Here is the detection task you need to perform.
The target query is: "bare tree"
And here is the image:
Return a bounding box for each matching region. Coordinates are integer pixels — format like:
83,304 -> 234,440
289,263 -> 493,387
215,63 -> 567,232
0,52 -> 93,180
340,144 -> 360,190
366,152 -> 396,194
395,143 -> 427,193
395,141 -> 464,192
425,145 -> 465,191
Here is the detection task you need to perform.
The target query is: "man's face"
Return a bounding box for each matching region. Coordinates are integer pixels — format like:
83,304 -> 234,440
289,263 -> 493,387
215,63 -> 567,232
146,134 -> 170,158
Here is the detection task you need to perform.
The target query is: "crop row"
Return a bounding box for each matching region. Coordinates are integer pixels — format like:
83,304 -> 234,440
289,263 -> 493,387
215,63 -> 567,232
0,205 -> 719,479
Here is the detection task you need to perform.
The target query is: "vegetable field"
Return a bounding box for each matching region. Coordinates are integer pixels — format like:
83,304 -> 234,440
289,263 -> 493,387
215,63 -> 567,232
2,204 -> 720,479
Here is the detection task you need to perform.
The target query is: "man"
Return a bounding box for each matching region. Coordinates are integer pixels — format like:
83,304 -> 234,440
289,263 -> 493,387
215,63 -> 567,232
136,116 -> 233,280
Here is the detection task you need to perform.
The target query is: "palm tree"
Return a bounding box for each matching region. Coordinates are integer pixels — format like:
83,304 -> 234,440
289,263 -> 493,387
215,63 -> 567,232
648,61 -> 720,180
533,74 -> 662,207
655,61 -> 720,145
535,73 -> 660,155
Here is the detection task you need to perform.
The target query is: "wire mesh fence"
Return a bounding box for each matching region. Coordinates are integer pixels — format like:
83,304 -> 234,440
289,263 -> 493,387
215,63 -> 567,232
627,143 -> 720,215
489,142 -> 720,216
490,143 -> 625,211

▶ _YOUR GOAL_: From the first line to the last, return the data exactly as written.

▶ _TASK RESULT_:
Here is the detection task you need to perform.
The target query is: "bare tree"
And here is the image:
Return a bounding box for each matching region. Coordinates are integer pixels — format like:
83,304 -> 234,440
289,263 -> 493,387
215,63 -> 567,232
0,52 -> 93,180
340,144 -> 360,190
366,152 -> 396,194
395,143 -> 427,193
395,141 -> 464,192
425,145 -> 465,191
Here is the detection task you need to perform.
The target query is: "man's face"
Return a bounding box for each matching region. Coordinates are integer pixels — format like:
83,304 -> 234,440
289,263 -> 493,387
215,63 -> 567,232
146,134 -> 170,158
Here is the detection task you need to perform.
The target query is: "crop row"
Return a bounding box for each matching region. Coordinates are integer pixels — format like:
83,304 -> 234,440
289,263 -> 493,387
215,63 -> 567,232
0,205 -> 719,479
Here is the detection task you need to perform.
The target query is: "vegetable field"
Return a bounding box for each matching region. Coordinates are integer pixels — format like:
83,304 -> 234,440
289,263 -> 493,387
215,63 -> 567,232
2,204 -> 720,479
Here is the detection task you need to perform.
The target query is: "man"
Return a bounding box for each matching region. Coordinates are integer pixels — format like:
83,304 -> 234,440
289,263 -> 493,387
215,63 -> 567,232
136,116 -> 233,280
Here is the detection task you need to perform.
The target query is: "palm tree"
Return a bounding box for each matching region. Coordinates are integer pixels — format like:
83,304 -> 234,440
289,263 -> 493,387
215,63 -> 567,232
648,61 -> 720,180
533,74 -> 662,207
655,61 -> 720,145
535,73 -> 660,155
Here is the detection task you need to perform.
The target query is: "wire mesh fence"
Return a bounding box for each matching region. Coordinates are integer pixels — format like:
83,304 -> 234,440
289,263 -> 493,387
215,63 -> 567,232
627,143 -> 720,215
489,142 -> 720,216
490,143 -> 625,211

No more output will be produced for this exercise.